- [Task to complete]:
In the passage below on LcrV types in Y. pestis, why did the authors find the presence of type D LcrV in non-epidemic strains somewhat unexpected?

- [Selected passage]:
We found that there are four major variable hotspots at positions 18, 72, 273, and 324–326, a finding which allowed us to classify the LcrV alleles into five types (A-E). This classification of the LcrV types accounted for the polymorphism from the consensus sequence and is now different from that assigned by us previously (Anisimov et al., 2007). We found that two of the altaica strains (I-3455 and I-2359) possessed the same type A allele as did the previously sequenced Angola strain, but this subspecies also possessed LcrV of two other types, D (I-2131, I-3519) and E (I-3088, I-3132). Similarly, the caucasica strains fell into different types of LcrV, one of which (C-582) was grouped with the hissarica strain (A-1728) of type C, while the other two (C-585 and 1146) belonged to the type E, and strains C-540 and C-715 had the D type of LcrV. The ulegeica strains also could be distinguished between type B (strain I-2422) and type D (strains I-2836, I-2487, I-2457). Thus, the strains of different Y. pestis “subspecies” can have the same type of LcrV and different types of LcrV can exist within the same natural plague reservoir.
The major result of the observed V antigen sequence heterogeneity was a finding that type D sequences characteristic of the epidemic strains of Y. pestis were widely distributed among microtus biovar isolates. This conclusion was confirmed by the sequencing of lcrV from additional isolates of subspecies ulegeica (2 strains), caucasica (10 strains) and altaica (12 strains) (data not shown). The strains of subspecies hissarica did not reveal this type of LcrV; however, only two isolates of this subspecies were available in our collection. We expect that the population of Y. pestis ssp. hissarica also contains the LcrV of type D, because the isolate A-1249 of this subspecies possessed LcrV of type E which is a truncated version of the type D sequence (see below). The existence of the LcrV of the type D in non-epidemic strains of Y. pestis was somewhat unexpected, since both previously sequenced strains of Y. pestis microtus biovar 91001 (Song et al., 2004) and Pestoides F (Adair et al., 2000; Garcia et al., 2007) had the type E sequence. The latter type of LcrV is a derivative of the type D sequence as a result of a single deletion involving two direct repeats ATGACACG at the C terminus of the protein (Adair et al., 2000; Song et al., 2004). The Y. pestis subspecies strain Angola, which does not have this C-terminal deletion, possessed a significantly distant sequence of LcrV different from the type D variant in three out of four major variable hotspots (positions 18, 72, 273). Thus, all lcrV genes sequenced to the present from epidemic strains of Y. pestis, including those from ancient Siberian foci in Russia and Mongolia, such as I-1996, I-2636 and eight more isolates (data not shown), were restricted to type D. This finding is in good agreement with the clonal nature of the origin of the plague bacterium and its spread over the globe during major pandemics (Achtman et al., 1999; Achtman et al., 2004; Devignat, 1951; Li et al., 2009). On the other hand, the LcrV from Y. pestis subspecies exhibited all of the varieties of the sequences (types A-E), which indicated these strains were the earliest in origin of Y. pestis pathogen and had more time for still continuing microevolution or such mutations were neutral in the course of adaptation to the specific host, which is a vole. Therefore, the phenomenon of “selective virulence” characteristic of the strains of the microtus biovar is unlikely to be the result of polymorphism of the V antigen.

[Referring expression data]
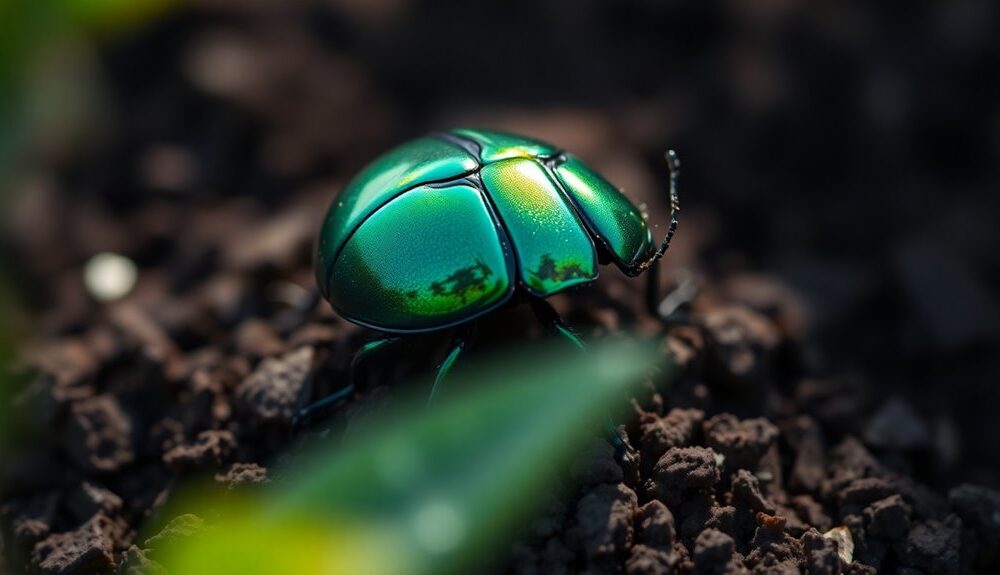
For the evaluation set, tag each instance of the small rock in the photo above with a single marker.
(87, 499)
(861, 493)
(979, 509)
(933, 545)
(714, 552)
(135, 562)
(656, 525)
(98, 434)
(243, 474)
(746, 493)
(210, 450)
(822, 555)
(896, 425)
(811, 512)
(180, 527)
(889, 517)
(845, 543)
(646, 560)
(682, 471)
(89, 549)
(603, 529)
(741, 442)
(809, 468)
(255, 338)
(676, 429)
(596, 464)
(272, 393)
(741, 341)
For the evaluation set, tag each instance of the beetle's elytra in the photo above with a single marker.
(445, 228)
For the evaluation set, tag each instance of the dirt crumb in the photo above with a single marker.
(273, 392)
(98, 435)
(88, 549)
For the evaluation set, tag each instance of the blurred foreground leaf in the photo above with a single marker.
(425, 490)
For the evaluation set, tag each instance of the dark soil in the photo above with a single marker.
(832, 414)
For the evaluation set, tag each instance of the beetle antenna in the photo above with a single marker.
(674, 166)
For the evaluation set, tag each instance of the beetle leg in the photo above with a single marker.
(674, 166)
(309, 412)
(458, 345)
(549, 318)
(554, 324)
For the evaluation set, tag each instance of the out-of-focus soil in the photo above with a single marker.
(785, 444)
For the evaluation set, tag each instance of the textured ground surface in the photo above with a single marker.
(835, 410)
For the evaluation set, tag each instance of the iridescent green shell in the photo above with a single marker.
(446, 228)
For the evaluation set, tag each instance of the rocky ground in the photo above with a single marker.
(833, 409)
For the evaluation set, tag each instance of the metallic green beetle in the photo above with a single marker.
(448, 227)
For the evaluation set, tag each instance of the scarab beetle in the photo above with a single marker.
(448, 227)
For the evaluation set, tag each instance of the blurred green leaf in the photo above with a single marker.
(426, 490)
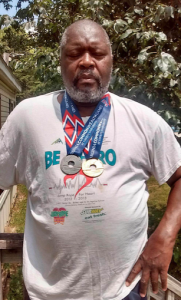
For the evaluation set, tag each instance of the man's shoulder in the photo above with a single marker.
(132, 105)
(33, 102)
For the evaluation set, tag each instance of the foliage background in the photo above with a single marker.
(145, 37)
(146, 43)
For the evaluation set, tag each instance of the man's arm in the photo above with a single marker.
(157, 254)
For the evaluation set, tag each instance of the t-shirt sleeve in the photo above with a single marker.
(8, 165)
(166, 152)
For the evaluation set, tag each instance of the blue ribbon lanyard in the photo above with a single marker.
(86, 138)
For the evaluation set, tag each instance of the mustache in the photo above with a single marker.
(89, 73)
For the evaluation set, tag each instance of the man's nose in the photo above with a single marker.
(86, 61)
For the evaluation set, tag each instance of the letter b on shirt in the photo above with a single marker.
(52, 158)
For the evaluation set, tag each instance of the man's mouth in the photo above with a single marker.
(85, 78)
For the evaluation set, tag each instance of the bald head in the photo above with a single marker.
(86, 61)
(83, 25)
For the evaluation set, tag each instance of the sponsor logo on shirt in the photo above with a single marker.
(94, 213)
(91, 211)
(57, 141)
(59, 215)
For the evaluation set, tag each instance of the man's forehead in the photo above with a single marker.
(85, 31)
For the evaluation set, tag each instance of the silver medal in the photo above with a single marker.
(71, 164)
(92, 167)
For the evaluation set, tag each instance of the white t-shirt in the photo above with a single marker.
(83, 235)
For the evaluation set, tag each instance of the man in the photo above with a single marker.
(85, 156)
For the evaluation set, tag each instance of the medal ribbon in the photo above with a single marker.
(86, 138)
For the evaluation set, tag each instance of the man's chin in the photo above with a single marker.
(86, 94)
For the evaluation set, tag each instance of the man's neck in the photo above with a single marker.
(85, 108)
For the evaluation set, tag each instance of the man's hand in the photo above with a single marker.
(153, 262)
(157, 254)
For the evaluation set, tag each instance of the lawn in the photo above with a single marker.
(156, 206)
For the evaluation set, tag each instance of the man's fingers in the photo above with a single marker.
(154, 280)
(163, 277)
(144, 282)
(135, 270)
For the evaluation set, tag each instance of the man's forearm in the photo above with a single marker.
(170, 224)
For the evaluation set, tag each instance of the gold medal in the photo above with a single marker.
(92, 167)
(71, 164)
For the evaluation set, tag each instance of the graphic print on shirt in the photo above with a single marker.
(53, 158)
(59, 215)
(57, 141)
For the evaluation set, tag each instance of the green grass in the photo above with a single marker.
(156, 206)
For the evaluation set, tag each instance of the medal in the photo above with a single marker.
(92, 167)
(71, 164)
(86, 138)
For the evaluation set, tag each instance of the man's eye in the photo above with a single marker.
(73, 54)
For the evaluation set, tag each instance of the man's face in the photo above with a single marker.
(86, 63)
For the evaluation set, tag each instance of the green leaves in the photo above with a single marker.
(145, 39)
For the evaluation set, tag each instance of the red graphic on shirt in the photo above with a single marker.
(88, 180)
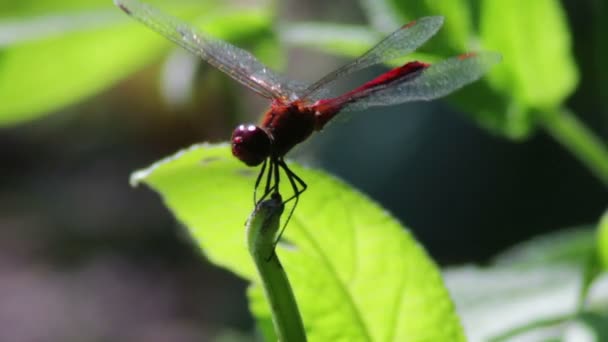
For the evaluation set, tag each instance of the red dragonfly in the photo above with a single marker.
(297, 110)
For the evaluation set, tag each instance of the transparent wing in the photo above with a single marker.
(399, 43)
(236, 63)
(427, 84)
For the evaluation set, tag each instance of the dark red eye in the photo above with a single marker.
(250, 144)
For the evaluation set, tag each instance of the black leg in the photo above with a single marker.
(293, 178)
(257, 181)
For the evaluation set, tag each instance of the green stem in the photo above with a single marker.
(547, 322)
(579, 140)
(261, 231)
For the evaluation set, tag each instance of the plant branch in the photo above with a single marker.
(261, 231)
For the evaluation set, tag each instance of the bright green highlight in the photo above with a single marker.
(539, 69)
(262, 229)
(356, 272)
(602, 241)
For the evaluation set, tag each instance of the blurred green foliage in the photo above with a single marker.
(58, 52)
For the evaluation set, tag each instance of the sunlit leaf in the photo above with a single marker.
(602, 241)
(538, 68)
(356, 273)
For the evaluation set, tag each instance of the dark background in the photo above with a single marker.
(75, 236)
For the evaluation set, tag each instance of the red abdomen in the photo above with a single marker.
(288, 125)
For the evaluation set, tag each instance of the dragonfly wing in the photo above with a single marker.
(235, 62)
(399, 43)
(430, 83)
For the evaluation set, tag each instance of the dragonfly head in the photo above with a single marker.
(251, 144)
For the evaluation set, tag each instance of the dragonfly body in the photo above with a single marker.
(297, 110)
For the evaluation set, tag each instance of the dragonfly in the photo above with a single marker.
(296, 109)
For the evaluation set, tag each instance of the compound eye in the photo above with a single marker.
(250, 144)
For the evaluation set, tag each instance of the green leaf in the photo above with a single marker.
(356, 273)
(538, 68)
(46, 72)
(602, 242)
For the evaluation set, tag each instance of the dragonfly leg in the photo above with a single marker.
(257, 181)
(293, 179)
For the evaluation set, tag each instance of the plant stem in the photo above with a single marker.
(579, 140)
(541, 323)
(261, 231)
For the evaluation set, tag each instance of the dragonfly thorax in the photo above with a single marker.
(251, 144)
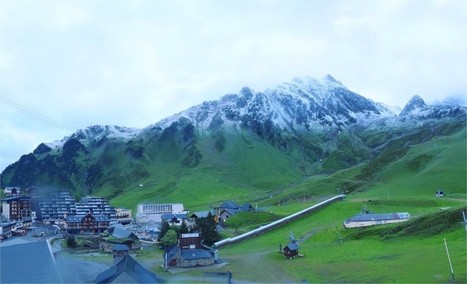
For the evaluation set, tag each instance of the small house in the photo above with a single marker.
(189, 252)
(12, 191)
(290, 250)
(174, 219)
(127, 270)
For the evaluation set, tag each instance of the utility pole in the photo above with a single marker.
(449, 258)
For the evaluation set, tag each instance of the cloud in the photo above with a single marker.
(132, 63)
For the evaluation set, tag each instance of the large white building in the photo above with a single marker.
(147, 213)
(370, 219)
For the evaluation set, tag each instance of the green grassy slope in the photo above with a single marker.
(334, 254)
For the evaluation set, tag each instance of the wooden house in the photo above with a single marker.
(371, 219)
(290, 250)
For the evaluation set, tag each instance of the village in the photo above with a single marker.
(188, 239)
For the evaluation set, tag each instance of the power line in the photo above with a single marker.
(32, 112)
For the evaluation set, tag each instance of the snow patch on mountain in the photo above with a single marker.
(96, 133)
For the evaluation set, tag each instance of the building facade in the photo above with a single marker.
(371, 219)
(17, 208)
(147, 213)
(86, 224)
(123, 216)
(95, 206)
(55, 208)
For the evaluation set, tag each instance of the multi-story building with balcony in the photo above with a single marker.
(86, 224)
(55, 208)
(123, 216)
(96, 206)
(17, 208)
(147, 213)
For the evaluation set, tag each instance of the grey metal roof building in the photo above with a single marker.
(369, 219)
(127, 270)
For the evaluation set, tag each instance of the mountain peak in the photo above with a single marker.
(415, 104)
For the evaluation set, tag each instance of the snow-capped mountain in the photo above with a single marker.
(97, 133)
(418, 109)
(303, 104)
(300, 128)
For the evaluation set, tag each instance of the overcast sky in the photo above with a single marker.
(66, 65)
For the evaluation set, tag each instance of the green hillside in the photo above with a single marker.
(411, 252)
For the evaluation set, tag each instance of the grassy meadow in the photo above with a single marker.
(331, 253)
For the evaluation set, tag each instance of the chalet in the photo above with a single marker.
(231, 205)
(12, 191)
(189, 252)
(174, 219)
(370, 219)
(202, 214)
(127, 270)
(87, 224)
(123, 216)
(290, 250)
(117, 234)
(226, 214)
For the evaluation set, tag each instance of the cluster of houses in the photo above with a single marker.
(91, 215)
(114, 227)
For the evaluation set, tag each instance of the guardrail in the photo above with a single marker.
(277, 223)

- [Written response]:
Both previously sequenced strains of the Y. pestis microtus biovar, 91001 and Pestoides F, had the type E sequence. Type E is a derivative of type D, produced by a single deletion involving two direct repeats ATGACACG at the C terminus of the protein.